Write out the lines from the very start through the one containing "[0,522,18,547]", including both ends, as a JSON list of strings with one string per line and any blank lines dropped.

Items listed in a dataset
## START
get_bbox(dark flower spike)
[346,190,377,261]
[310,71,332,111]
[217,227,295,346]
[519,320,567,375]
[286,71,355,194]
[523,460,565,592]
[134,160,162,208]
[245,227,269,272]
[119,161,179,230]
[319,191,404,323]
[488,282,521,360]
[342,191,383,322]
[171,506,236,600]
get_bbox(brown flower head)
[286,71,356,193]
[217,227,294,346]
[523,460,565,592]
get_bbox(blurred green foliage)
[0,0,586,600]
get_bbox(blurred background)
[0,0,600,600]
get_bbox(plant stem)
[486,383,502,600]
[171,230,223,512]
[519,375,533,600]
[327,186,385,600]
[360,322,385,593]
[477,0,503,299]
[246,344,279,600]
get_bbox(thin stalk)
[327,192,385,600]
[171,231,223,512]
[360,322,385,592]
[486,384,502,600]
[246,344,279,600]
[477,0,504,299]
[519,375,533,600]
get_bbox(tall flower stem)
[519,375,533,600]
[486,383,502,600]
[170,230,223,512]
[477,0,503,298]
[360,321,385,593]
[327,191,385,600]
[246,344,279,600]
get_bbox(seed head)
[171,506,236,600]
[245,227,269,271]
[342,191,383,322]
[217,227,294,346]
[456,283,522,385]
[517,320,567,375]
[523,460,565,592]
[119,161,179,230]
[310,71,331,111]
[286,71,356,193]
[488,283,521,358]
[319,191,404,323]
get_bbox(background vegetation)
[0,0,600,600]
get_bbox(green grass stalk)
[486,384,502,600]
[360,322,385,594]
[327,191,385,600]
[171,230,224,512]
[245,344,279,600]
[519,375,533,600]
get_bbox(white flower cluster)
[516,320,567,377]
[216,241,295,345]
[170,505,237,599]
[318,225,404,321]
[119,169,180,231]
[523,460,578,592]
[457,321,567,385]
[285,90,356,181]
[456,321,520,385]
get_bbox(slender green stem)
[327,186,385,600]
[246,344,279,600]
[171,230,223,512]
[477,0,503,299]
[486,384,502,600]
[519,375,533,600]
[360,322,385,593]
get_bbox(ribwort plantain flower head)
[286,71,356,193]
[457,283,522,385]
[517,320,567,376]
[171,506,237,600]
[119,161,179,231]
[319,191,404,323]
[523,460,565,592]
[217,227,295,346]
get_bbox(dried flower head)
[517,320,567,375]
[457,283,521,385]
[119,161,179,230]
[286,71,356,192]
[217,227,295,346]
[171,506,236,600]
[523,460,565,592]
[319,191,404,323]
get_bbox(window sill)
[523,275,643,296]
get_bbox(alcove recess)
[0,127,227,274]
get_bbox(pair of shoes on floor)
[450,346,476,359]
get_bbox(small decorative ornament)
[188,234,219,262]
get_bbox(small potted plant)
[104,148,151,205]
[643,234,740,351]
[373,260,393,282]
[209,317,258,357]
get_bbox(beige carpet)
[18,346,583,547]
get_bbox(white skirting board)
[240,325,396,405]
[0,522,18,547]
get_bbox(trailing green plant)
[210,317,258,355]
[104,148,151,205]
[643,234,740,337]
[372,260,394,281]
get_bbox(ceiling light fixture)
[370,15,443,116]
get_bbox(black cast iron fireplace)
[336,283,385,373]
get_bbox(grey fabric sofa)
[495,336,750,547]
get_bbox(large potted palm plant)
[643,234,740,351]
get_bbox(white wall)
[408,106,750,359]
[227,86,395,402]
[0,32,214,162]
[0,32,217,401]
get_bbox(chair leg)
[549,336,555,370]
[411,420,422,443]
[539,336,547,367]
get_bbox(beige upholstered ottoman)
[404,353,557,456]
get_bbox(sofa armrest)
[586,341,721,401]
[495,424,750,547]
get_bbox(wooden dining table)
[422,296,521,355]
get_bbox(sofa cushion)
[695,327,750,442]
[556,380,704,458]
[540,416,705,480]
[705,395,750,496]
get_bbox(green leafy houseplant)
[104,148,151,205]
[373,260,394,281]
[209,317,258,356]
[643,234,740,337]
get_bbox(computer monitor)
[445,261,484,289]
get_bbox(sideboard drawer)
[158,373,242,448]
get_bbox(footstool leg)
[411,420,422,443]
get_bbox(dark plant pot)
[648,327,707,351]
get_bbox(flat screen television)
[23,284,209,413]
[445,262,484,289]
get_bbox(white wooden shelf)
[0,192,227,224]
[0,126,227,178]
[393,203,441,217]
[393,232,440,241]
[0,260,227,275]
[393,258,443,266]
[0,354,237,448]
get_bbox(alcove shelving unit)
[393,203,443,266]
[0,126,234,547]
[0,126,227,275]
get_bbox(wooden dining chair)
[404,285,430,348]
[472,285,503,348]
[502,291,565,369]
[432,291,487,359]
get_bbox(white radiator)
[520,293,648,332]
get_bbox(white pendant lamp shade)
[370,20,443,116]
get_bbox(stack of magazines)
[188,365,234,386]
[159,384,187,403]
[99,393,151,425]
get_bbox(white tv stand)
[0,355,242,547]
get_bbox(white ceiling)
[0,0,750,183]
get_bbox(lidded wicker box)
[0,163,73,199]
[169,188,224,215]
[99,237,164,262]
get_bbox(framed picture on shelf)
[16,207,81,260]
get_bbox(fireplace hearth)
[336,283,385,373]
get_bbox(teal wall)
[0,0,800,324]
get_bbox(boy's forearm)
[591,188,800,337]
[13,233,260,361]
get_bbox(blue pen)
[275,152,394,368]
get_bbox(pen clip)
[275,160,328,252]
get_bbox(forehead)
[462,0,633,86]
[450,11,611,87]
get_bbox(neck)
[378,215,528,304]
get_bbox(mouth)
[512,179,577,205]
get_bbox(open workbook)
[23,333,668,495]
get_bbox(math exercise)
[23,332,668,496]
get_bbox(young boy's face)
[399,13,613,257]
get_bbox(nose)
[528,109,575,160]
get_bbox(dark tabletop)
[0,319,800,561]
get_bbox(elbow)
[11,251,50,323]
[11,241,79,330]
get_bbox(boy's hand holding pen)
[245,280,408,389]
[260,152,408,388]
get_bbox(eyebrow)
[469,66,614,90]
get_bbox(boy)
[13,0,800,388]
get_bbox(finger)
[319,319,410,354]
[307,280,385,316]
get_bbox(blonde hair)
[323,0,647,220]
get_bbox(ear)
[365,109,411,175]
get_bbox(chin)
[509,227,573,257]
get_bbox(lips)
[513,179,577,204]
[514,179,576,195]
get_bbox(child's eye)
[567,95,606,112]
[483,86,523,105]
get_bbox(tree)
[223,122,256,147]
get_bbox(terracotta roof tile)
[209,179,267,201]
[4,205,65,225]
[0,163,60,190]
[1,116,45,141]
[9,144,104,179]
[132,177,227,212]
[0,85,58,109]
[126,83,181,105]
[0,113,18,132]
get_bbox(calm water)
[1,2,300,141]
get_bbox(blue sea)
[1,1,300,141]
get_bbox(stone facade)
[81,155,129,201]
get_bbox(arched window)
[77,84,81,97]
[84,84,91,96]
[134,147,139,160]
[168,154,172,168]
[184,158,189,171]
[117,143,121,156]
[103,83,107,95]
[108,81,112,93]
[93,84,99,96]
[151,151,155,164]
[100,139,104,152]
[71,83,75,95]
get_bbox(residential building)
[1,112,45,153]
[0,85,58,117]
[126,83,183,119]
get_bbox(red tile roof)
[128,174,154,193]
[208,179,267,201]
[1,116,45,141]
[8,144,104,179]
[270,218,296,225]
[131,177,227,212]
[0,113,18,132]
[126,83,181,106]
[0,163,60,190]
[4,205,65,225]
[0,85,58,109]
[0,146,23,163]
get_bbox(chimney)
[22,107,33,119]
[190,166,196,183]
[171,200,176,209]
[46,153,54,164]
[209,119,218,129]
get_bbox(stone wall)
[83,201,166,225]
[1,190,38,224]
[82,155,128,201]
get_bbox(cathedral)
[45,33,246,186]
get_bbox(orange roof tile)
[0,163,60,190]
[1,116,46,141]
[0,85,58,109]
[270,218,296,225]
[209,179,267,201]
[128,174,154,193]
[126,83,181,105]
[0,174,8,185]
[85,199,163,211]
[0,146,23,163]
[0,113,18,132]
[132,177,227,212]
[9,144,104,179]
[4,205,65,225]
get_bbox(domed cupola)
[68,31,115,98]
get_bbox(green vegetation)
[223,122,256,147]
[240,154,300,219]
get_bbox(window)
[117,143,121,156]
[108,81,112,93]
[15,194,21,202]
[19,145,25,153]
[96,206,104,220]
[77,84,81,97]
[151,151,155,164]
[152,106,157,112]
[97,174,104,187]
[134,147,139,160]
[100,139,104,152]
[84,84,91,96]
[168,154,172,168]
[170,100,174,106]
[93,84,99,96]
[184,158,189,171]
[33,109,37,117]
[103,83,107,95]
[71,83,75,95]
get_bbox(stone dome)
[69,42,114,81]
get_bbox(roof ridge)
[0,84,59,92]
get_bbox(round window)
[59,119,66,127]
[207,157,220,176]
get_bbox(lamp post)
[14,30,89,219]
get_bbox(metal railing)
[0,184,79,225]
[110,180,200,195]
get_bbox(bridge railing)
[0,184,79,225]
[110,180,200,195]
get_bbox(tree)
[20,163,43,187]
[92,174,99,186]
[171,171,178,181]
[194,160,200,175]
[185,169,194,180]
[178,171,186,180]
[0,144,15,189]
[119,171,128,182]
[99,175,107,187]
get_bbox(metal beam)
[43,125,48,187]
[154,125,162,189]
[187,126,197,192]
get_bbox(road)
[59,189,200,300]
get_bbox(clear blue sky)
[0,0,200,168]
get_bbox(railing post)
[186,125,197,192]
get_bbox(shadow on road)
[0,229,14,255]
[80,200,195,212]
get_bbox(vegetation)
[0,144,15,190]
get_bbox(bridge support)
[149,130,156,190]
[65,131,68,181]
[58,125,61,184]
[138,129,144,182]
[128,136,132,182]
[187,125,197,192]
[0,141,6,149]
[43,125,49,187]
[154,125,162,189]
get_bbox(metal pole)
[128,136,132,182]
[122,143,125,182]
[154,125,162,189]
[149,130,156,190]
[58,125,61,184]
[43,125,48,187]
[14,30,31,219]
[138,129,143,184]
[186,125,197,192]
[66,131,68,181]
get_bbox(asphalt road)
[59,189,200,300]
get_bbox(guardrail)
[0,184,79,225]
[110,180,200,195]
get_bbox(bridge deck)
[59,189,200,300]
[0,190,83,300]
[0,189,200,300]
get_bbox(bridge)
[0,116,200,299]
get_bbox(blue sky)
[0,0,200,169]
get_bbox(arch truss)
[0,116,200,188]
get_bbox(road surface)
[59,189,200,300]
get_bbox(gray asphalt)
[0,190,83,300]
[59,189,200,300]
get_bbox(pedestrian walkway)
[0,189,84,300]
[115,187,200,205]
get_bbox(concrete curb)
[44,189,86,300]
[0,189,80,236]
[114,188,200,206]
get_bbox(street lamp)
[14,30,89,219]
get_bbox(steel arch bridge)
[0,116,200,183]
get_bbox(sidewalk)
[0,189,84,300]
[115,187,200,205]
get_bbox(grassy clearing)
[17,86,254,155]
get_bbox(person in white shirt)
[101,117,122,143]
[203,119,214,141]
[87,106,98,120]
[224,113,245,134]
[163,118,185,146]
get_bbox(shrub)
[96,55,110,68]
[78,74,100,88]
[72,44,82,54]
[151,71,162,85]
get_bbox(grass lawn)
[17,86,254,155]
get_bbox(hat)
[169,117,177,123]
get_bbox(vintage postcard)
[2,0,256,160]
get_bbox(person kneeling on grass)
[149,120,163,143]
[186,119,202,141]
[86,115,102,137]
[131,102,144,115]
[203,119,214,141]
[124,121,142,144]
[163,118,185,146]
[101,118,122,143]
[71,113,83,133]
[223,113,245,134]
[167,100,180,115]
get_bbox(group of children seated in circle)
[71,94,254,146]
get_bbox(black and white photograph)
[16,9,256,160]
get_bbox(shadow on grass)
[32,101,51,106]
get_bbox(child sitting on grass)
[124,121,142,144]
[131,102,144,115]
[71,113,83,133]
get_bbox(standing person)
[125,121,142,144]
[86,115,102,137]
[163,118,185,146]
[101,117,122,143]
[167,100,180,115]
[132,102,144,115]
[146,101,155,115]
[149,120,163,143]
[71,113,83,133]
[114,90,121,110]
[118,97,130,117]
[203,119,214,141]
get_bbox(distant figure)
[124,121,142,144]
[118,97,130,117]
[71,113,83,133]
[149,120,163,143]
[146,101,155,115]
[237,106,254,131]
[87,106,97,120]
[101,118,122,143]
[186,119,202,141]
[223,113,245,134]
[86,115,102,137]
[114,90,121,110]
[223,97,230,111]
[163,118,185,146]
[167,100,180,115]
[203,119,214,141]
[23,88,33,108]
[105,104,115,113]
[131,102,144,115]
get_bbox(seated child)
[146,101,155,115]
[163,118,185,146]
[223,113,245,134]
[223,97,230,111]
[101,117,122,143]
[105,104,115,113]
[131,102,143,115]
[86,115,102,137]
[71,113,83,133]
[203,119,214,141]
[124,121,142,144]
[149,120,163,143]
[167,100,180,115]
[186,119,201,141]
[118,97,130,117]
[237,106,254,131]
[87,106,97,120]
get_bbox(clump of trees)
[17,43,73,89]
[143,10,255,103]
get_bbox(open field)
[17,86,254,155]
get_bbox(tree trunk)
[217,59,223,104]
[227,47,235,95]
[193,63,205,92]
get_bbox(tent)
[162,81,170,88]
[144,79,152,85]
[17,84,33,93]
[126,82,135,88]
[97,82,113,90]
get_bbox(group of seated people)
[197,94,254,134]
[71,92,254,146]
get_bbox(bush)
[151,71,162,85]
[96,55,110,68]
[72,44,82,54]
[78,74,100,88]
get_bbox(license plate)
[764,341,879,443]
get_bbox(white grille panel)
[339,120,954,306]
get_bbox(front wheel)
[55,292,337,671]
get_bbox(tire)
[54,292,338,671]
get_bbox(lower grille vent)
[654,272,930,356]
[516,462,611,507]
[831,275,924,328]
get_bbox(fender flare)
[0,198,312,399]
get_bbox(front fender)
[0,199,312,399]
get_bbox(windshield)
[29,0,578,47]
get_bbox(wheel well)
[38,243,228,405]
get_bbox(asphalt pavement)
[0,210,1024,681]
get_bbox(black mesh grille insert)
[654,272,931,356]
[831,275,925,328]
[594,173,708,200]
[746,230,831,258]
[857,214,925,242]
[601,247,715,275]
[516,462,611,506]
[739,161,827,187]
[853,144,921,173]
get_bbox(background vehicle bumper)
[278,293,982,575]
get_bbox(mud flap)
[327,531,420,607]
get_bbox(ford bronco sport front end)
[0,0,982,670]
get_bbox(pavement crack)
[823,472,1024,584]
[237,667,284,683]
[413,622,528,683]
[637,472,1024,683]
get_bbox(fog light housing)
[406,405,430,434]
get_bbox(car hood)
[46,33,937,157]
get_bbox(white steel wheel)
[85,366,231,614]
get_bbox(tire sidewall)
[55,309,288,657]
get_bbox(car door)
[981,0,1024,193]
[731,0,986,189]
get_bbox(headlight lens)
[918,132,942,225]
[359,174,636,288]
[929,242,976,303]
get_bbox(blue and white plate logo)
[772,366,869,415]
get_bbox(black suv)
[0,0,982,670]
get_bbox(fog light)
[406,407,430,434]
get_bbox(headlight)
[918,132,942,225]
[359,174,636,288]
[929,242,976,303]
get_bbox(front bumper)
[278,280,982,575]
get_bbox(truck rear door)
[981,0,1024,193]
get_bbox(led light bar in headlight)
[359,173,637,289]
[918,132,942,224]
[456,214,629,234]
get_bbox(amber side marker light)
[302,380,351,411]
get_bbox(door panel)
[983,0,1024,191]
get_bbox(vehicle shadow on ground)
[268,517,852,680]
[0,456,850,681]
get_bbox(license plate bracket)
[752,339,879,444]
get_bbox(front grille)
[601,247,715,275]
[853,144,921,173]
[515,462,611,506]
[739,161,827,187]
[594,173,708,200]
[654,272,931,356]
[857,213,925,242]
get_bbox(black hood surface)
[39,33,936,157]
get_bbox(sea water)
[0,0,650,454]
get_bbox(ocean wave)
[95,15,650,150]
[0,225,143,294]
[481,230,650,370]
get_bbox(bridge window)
## END
## Answer
[
  "get_bbox(dark flower spike)",
  "[346,190,377,261]",
  "[310,71,332,111]",
  "[217,227,295,346]",
  "[519,320,567,375]",
  "[286,71,355,194]",
  "[523,460,565,592]",
  "[134,160,162,208]",
  "[245,227,269,272]",
  "[119,161,179,230]",
  "[319,191,404,323]",
  "[488,282,521,360]",
  "[342,191,383,322]",
  "[171,506,236,600]",
  "get_bbox(brown flower head)",
  "[286,71,356,193]",
  "[217,227,294,346]",
  "[523,460,565,592]",
  "get_bbox(blurred green foliage)",
  "[0,0,586,600]",
  "get_bbox(blurred background)",
  "[0,0,600,600]",
  "get_bbox(plant stem)",
  "[486,383,502,600]",
  "[171,230,223,512]",
  "[519,375,533,600]",
  "[327,186,385,600]",
  "[360,322,385,593]",
  "[477,0,503,299]",
  "[246,344,279,600]",
  "get_bbox(thin stalk)",
  "[327,192,385,600]",
  "[171,231,223,512]",
  "[360,322,385,592]",
  "[486,384,502,600]",
  "[246,344,279,600]",
  "[477,0,504,299]",
  "[519,375,533,600]",
  "get_bbox(tall flower stem)",
  "[519,375,533,600]",
  "[486,383,502,600]",
  "[170,230,223,512]",
  "[477,0,503,298]",
  "[360,321,385,593]",
  "[327,191,385,600]",
  "[246,344,279,600]",
  "get_bbox(seed head)",
  "[171,506,236,600]",
  "[245,227,269,271]",
  "[342,191,383,322]",
  "[217,227,294,346]",
  "[456,283,522,385]",
  "[517,320,567,375]",
  "[523,460,565,592]",
  "[119,161,179,230]",
  "[310,71,331,111]",
  "[286,71,356,193]",
  "[488,283,521,358]",
  "[319,191,404,323]",
  "get_bbox(background vegetation)",
  "[0,0,600,600]",
  "get_bbox(green grass stalk)",
  "[486,384,502,600]",
  "[360,322,385,594]",
  "[327,191,385,600]",
  "[171,230,224,512]",
  "[245,344,279,600]",
  "[519,375,533,600]",
  "get_bbox(white flower cluster)",
  "[516,320,567,377]",
  "[216,241,295,345]",
  "[170,505,237,599]",
  "[318,225,404,321]",
  "[119,169,180,231]",
  "[523,460,578,592]",
  "[457,321,567,385]",
  "[285,90,356,181]",
  "[456,321,520,385]",
  "get_bbox(slender green stem)",
  "[327,186,385,600]",
  "[246,344,279,600]",
  "[171,230,223,512]",
  "[477,0,503,299]",
  "[486,384,502,600]",
  "[519,375,533,600]",
  "[360,322,385,593]",
  "get_bbox(ribwort plantain flower head)",
  "[286,71,356,193]",
  "[457,283,522,385]",
  "[517,320,567,376]",
  "[171,506,237,600]",
  "[119,161,179,231]",
  "[319,191,404,323]",
  "[523,460,565,592]",
  "[217,227,295,346]",
  "get_bbox(dried flower head)",
  "[517,320,567,375]",
  "[457,283,521,385]",
  "[119,161,179,230]",
  "[286,71,356,192]",
  "[217,227,295,346]",
  "[171,506,236,600]",
  "[523,460,565,592]",
  "[319,191,404,323]",
  "get_bbox(window sill)",
  "[523,275,643,296]",
  "get_bbox(alcove recess)",
  "[0,127,227,274]",
  "get_bbox(pair of shoes on floor)",
  "[450,346,476,359]",
  "get_bbox(small decorative ornament)",
  "[188,234,219,262]",
  "get_bbox(small potted plant)",
  "[104,148,151,205]",
  "[643,234,740,351]",
  "[373,260,393,282]",
  "[209,317,258,357]",
  "get_bbox(beige carpet)",
  "[18,346,583,547]",
  "get_bbox(white skirting board)",
  "[240,325,396,405]",
  "[0,522,18,547]"
]